# [Document text]
F. D. Roosevelt Airport  is the airport located on the island of Sint Eustatius, Caribbean Netherlands. It was opened as "Golden Rock Airport" in 1946 and renamed for Franklin Delano Roosevelt. As of 2012, the only commercial aircraft that serves the island is the DHC-6 Twin Otter (can operate chartered flights with Britten-Norman Islander and Cessna 208 Caravan), although the runway can accommodate larger turboprop aircraft and some smaller jets. As of 2018, the largest aircraft type to operate at the airport is the ATR 42.

President Roosevelt had Dutch ancestors and in 1939 presented Sint Eustatius with a plaque in recognition of the "First Salute," the first official salute of the flag of the newly declared independent United States in 1776. Members of the Roosevelt family lived on St. Eustatius in the 18th century and had possessions on the island.

Facilities

The airport is built to support small aircraft. A small single story terminal building processes passengers and baggage and also serves as the customs area. A two-story tower is attached, but the airport has no control tower. There are no jetways or services, and a small apron allows for aircraft passengers to disembark.

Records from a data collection
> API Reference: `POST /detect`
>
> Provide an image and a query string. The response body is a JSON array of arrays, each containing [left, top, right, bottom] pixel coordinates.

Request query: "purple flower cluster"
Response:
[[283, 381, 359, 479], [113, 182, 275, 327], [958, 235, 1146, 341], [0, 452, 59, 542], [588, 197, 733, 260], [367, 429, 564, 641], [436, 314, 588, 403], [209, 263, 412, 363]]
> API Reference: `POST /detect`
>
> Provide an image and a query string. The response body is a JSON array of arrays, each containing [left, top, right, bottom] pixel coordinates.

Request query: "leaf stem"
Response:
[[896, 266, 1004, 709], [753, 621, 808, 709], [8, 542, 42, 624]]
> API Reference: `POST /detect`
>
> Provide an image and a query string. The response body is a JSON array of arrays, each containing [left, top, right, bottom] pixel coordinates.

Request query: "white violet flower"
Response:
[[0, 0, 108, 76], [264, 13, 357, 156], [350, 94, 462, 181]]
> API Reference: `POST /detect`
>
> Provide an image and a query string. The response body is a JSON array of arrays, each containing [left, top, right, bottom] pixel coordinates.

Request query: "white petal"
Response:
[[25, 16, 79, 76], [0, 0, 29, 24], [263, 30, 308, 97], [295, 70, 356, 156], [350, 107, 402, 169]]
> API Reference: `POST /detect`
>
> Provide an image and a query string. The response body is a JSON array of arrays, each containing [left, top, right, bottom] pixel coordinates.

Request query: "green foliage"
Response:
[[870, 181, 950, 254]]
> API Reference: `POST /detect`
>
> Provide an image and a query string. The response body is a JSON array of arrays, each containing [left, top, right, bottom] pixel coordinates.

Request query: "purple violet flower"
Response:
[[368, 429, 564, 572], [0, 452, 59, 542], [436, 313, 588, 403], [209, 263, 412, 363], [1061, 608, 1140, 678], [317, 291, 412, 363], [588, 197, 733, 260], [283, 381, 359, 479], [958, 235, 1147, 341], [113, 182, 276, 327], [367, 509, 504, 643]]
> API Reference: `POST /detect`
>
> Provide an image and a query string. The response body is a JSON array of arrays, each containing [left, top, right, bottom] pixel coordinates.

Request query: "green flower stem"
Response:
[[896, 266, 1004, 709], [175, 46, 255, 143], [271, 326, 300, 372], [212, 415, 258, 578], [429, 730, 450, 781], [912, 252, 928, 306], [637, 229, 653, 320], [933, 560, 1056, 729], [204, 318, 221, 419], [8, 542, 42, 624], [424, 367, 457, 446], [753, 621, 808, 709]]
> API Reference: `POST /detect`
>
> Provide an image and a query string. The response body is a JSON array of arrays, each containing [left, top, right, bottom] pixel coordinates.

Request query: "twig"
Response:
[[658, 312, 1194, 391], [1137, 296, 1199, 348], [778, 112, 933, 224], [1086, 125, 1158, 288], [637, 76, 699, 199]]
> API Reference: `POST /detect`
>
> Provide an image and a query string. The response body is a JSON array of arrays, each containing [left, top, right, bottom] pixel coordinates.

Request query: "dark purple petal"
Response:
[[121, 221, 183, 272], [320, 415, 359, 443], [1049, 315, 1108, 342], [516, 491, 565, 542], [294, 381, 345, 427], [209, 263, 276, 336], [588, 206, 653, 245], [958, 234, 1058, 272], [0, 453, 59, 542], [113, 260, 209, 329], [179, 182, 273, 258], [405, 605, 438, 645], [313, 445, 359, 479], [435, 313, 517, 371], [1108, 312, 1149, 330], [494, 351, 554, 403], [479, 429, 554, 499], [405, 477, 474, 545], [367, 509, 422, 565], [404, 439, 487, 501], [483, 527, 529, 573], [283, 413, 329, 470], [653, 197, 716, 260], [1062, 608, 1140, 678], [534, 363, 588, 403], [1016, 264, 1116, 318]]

# [Given exercise]
Write what comes next in the text about F. D. Roosevelt Airport, picking up right after its last sentence. The records have nothing to do with the text.

# [Task answer]
Future development
The island is not a traditional Caribbean tourist destination, and so it does not have overcrowded beaches and blueprint resorts. The local government has, however, sought to increase tourism by attracting visitors to visit its dive sites, hike its dormant volcano The Quill and explore the remains of its colonial history and the restored historical city of Oranjestad. Part of this plan is a proposed  extension of the runway, in order to accommodate even larger aircraft and additional destinations.

Airlines and destinations

Statistics

Access
Access to the airport is by private vehicle or taxi service from the surrounding areas of the island. Main access to the airport is via Max T. Pandt Boulevard.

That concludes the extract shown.